_Work instruction_
In the piece below on saving for "some day," how often does the writer check whether accounts need rebalancing?

_Extract_
______

A Friendly Reminder About "Some Day"

Over the past few days, there's been no shortage of bad news in the financial headlines, and I know it can be scary, and I'm here to help you get through it. When bad news comes, you have a choice about what you do with it:

  1. You can believe it, then act on it in hopes that what you do will be a good move, or
  2. You can accept it, and stick to your plan.

What does your plan say?

It probably says something like, "Save $X each month so you can send your kids to college and still be able to pay your bills some deay when you can't practice medicine any more. Invest using a balanced blend of high risk and low risk investments."

Let's look at your plan together (and if you don't have one, by all means, stop right here and call me to get one together):

  • "Save $X each month": If you stop saving (or don't start), you'll never reach your goal. So keep saving. And do it every month, so it becomes a habit. Creating a "culture of savings" in your life means you'll have money in the future when you need it. Creating a culture of savings in your household means your kids will have money in the future, too.
  • "so you can send your kids to college": If you have kids, they're going to go to college, and kids in physician families have just about zero chance of getting anything other than a scholarship because mom and dad earn too much for need-based financial aid. With the cost of college topping $20K for public and $40K for private school, it's virtually impossible for them to "work their way through school" (remember, that $40K is after-tax money). You have to keep saving.
  • "and still be able to pay your bills some deay when you can't practice medicine any more": You love working, and you never want to quit your practice. But some day in the far distant future, you will be forced to stop, either because you've stopped breathing, or standing, or just because you can't stand the bureaucracy and the paperwork any more. While your "retirement" may be a long way away, "some day" you'll need a big retirement fund, so keep saving.
  • "some day": That could be a long, long time from now. Maybe five years, maybe a decade, maybe several decades. And even when "some day" comes, you will still need your savings to keep pace with inflation, and it's unlikely that safe harbors like bank deposits and money market funds will allow for that, at least not in the foreseeable future, so you'll need to be fully invested in something with at least some risk until you leave this planet.

And now, for the last part: "Invest using a balanced blend of high risk and low risk investments."

Today's news tells us that high risk investments (a.k.a. "stocks" or "the market") have crashed. But what about the other half, fourth or three-quarters of your savings? In many cases, low risk investments have either held their value or increased in value.

Stick with the plan.

When it's time to rebalance your accounts (I look at this quarterly, and do it as needed), there's a good chance you'll be able to buy some of these now-distressed investments at lower prices, and be able to reap the dividends from them for years and years to come... but only if you continue to own them through thick and thin.

Saving regularly, remaining fully invested , and rebalancing as necessary are all part of the plan. Bearing risk and stomaching volatile markets are part of the plan, too. So choose to do what's necessary to keep saving and remain fully invested: look past the minute-by-minute minutia of the news about the markets and stay focused on the future where you will still need money.

______

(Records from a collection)
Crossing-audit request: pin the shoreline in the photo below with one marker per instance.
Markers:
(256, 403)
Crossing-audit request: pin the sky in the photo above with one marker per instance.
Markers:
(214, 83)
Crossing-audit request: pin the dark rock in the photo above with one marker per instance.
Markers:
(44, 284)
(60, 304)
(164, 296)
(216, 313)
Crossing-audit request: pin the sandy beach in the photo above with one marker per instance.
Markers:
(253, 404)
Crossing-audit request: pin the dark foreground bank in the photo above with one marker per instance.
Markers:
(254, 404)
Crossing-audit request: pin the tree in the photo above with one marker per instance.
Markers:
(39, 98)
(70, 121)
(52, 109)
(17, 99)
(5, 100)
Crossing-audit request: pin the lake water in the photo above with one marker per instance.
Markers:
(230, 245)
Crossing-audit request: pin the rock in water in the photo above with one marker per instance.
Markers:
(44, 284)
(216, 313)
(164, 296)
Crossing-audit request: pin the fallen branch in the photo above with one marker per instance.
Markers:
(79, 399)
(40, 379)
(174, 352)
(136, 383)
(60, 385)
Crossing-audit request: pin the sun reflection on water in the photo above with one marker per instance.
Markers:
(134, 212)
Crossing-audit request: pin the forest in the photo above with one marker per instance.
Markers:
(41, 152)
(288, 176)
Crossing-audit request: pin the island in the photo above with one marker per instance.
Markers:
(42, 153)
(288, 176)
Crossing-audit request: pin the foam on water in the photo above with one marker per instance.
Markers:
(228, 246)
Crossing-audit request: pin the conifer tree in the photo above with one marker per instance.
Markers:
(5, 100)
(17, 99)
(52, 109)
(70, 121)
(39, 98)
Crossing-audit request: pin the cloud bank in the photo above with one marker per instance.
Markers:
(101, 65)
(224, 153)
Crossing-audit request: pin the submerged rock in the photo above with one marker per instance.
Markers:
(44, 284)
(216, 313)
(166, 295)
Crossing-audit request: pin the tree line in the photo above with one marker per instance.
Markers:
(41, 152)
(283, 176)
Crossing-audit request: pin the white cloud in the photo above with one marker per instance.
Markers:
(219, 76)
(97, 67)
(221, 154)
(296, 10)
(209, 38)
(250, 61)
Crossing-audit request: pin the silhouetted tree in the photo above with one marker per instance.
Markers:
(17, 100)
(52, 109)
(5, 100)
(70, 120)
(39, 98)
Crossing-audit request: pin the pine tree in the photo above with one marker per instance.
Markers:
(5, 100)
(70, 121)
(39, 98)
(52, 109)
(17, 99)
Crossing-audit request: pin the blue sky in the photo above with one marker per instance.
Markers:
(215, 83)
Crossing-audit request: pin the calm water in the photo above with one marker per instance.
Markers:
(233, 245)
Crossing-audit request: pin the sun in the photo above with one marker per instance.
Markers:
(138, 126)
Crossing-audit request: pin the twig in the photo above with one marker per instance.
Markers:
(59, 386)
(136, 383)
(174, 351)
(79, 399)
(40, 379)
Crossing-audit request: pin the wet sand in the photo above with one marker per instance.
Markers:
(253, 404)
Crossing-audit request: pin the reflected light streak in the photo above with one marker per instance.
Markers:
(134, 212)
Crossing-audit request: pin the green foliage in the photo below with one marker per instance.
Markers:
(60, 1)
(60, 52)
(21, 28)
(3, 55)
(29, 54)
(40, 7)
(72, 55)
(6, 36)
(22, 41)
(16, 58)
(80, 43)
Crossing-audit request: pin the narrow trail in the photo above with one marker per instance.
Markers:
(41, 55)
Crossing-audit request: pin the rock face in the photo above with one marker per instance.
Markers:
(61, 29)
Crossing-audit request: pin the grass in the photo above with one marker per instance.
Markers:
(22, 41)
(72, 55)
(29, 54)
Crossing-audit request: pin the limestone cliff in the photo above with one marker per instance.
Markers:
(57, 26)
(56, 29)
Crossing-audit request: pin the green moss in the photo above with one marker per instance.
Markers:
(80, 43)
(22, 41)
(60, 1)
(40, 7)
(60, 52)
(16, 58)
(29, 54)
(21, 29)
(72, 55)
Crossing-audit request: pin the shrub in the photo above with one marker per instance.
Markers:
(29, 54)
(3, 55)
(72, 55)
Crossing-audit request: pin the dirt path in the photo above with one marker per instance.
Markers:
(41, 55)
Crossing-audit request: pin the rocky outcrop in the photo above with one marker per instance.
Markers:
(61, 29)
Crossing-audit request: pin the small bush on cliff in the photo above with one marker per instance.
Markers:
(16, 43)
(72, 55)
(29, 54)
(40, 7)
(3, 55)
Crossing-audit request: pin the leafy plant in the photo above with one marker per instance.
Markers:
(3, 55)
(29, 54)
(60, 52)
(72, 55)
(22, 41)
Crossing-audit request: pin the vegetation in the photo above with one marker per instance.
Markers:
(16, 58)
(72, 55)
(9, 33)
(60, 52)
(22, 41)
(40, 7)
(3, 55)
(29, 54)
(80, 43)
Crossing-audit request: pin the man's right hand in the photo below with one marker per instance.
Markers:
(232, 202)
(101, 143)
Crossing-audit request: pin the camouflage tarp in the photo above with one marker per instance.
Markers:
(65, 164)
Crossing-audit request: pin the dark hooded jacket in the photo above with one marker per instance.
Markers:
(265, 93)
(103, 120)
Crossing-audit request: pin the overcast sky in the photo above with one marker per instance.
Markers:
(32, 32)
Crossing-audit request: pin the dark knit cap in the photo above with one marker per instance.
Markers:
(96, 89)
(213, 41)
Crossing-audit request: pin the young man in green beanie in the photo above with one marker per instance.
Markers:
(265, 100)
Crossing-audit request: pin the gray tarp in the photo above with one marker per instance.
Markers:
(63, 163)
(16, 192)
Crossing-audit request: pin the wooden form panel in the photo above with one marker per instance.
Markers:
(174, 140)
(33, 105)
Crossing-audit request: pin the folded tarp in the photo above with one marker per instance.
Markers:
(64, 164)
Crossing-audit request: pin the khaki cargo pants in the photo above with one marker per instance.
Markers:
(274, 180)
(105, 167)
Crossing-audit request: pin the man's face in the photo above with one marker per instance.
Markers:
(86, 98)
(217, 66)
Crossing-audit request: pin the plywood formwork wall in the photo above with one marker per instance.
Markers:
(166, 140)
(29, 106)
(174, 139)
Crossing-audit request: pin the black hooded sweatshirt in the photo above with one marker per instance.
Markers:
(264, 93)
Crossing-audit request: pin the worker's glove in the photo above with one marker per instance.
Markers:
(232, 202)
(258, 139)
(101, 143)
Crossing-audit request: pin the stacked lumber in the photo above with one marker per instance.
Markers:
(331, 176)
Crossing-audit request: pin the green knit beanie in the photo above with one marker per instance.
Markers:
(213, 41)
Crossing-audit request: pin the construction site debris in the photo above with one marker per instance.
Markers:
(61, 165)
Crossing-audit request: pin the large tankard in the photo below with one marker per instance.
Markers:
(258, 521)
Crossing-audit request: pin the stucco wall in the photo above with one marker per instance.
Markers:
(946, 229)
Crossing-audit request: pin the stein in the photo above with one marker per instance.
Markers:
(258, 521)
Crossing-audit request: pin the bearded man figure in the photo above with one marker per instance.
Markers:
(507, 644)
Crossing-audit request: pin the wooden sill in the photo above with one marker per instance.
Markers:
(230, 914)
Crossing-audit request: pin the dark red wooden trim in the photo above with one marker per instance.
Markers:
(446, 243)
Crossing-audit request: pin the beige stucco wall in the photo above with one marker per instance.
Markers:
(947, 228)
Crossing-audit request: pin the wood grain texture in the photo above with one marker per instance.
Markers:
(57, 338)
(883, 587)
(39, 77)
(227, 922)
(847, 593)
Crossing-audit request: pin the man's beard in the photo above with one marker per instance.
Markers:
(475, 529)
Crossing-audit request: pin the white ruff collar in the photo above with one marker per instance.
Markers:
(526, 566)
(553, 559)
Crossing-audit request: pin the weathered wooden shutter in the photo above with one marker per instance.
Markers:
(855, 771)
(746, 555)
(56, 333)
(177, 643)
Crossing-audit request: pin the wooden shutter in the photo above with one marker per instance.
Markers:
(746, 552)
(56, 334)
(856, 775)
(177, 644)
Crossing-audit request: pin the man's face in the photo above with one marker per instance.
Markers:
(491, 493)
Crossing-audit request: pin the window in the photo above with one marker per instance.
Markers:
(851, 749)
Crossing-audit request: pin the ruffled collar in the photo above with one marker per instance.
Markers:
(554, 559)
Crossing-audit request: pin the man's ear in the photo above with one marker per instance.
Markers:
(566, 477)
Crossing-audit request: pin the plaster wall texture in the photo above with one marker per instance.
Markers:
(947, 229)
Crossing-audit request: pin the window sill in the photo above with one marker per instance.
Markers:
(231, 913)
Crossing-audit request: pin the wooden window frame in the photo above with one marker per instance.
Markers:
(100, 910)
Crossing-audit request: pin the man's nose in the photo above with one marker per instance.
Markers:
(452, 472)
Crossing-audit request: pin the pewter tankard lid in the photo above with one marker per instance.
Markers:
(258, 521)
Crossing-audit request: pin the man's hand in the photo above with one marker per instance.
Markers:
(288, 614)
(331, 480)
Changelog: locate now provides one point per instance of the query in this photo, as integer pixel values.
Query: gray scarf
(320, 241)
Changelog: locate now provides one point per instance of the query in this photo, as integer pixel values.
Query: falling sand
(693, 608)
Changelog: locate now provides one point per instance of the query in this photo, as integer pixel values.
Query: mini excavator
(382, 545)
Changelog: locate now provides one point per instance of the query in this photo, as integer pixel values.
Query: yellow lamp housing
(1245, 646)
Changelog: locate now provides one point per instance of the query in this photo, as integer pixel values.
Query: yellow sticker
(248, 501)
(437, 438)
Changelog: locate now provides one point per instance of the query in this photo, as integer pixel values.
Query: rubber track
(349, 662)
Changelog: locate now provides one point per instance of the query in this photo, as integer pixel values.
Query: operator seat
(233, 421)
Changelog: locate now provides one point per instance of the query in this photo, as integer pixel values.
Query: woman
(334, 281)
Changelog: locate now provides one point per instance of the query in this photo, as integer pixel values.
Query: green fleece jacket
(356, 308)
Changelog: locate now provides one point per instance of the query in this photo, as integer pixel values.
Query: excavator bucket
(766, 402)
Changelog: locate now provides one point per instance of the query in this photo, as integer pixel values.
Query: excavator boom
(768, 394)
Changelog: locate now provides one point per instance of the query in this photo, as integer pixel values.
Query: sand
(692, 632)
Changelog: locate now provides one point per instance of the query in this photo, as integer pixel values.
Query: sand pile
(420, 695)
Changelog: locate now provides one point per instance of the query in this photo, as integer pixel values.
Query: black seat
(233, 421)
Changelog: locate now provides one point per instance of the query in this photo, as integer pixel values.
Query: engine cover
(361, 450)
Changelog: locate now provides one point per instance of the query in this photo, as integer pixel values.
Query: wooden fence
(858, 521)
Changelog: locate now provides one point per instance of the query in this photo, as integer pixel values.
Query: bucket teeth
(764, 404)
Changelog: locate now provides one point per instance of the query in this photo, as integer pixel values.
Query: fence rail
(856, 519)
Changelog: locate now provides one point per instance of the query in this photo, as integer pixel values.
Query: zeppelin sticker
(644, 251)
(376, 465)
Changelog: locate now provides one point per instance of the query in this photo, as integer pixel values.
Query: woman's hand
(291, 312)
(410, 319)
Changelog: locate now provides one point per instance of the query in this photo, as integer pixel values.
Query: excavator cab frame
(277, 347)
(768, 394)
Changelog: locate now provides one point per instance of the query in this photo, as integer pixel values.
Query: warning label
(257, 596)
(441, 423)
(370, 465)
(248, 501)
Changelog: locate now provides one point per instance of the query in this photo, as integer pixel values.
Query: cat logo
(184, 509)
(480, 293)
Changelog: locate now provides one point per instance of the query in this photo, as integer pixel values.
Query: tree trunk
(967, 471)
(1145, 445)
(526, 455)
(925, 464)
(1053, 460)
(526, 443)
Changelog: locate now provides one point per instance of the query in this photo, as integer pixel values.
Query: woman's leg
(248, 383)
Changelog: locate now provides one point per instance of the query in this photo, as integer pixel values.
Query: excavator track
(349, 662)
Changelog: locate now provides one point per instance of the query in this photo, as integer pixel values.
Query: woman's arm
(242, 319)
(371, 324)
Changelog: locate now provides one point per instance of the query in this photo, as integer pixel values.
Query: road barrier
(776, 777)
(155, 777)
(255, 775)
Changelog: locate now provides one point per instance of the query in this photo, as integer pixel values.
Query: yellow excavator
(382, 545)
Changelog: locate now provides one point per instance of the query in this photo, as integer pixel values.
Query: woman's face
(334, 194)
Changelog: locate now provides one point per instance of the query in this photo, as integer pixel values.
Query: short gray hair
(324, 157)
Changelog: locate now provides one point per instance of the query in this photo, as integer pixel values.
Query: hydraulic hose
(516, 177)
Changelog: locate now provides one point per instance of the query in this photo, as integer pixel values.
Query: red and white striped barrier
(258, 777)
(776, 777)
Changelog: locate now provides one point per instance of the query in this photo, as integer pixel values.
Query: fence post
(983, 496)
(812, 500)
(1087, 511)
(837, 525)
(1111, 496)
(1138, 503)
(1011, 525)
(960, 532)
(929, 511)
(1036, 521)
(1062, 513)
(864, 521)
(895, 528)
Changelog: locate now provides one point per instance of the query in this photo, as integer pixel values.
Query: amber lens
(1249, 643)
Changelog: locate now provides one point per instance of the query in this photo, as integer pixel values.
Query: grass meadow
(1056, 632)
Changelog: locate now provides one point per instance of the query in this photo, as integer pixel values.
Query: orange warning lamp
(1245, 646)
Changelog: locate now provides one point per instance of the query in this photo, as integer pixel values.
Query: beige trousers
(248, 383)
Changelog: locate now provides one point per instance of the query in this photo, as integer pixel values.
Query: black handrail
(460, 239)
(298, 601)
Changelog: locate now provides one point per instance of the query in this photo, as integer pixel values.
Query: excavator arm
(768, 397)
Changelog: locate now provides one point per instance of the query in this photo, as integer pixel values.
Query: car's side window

______

_Output of the exercise_
Quarterly.